SUPPLIED PASSAGE:
──────────

# nLab induced representation

### Context

#### Representation theory

representation theory

geometric representation theory

# Induced modules

## Idea

Given a group $G$ with subgroup $H \hookrightarrow G$ and a representation of $H$, there is canonically induced a representation of $G$: the induced representation.

## Definition

We give an exposition of the

of induced representations. Then we provide a

that refines the notion to ∞-representations of ∞-groups equipped with any additional geometric structure.

#### Explanation

Suppose a Lie group $G$ acts smoothly and transitively on a smooth manifold $M$. The stabilizer subgroup of a given point $x \in M$ is then a Lie subgroup $H \subseteq G$, and

$M \cong G/H \,,$

is the coset space.

──────────

WHAT IS EXPECTED:
Extend the nLab entry on induced representations from the point where it stops, in the same expository style.

──────────

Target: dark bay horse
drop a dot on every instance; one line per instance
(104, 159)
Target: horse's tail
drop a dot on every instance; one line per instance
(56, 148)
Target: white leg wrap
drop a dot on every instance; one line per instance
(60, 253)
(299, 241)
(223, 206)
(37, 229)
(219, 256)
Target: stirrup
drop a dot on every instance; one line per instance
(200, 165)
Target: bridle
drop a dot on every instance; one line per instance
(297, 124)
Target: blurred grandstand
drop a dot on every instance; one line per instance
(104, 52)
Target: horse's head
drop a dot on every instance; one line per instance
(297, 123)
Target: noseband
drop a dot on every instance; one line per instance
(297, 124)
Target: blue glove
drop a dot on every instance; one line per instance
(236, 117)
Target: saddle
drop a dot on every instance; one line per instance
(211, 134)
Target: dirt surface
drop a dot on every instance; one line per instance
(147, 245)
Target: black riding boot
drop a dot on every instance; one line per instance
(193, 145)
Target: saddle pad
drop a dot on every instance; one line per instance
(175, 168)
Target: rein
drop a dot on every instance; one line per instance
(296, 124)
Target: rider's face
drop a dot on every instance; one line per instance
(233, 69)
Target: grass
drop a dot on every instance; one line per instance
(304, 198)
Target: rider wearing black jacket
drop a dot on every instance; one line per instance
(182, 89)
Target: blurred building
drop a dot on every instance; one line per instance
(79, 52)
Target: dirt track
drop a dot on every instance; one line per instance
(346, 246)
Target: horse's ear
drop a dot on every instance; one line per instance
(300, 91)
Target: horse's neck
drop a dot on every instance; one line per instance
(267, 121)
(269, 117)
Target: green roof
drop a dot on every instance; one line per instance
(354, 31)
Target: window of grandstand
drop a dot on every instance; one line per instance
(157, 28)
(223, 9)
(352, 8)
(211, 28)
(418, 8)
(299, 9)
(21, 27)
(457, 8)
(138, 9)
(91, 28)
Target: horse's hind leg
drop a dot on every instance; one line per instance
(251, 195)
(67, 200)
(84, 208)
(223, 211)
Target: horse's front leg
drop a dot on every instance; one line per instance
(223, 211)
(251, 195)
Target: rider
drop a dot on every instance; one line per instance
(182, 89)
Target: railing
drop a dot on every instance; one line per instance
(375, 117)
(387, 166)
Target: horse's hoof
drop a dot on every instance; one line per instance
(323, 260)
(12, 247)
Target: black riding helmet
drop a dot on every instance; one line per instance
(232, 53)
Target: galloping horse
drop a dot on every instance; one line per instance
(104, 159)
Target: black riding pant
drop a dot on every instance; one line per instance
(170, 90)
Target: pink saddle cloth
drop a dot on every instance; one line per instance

──────────

RESPONSE FOR THIS EXERCISE:
Starting from this, there’s a recipe taking any representation $s$ of $H$ on a vector space $V$ and turns it into a vector bundle $E$ over $M$ — called the induced bundle. Moreover, the group $G$ acts on this bundle, and the projection

$\pi : E \to M$

is compatible with the action of $G$:

$\pi(g e) = g \pi(e) .$

Hence $E$ is a $G$-equivariant vector bundle over $M$.

The ‘process’ described is actually a functor, the induction functor.

There’s a category

$Rep(H)$

of linear representations of $H$, and a category

$Vect(M,G)$

of $G$-equivariant vector bundles over $M$. The induced bundle construction gives a functor

$L: Rep(H) \to Vect(M,G)$

But, if you think about it, you’ll notice there’s also a functor going back the other way:

$R: Vect(M,G) \to Rep(H)$

If you give me a $G$-equivariant vector bundle $E$ over $M$, I can take its fiber over your favorite point $x$, and I get a vector space — and this becomes a representation of the stabilizer group $H$, thanks to how $G$ acts on $E$.

This functor is simpler than the induced bundle construction!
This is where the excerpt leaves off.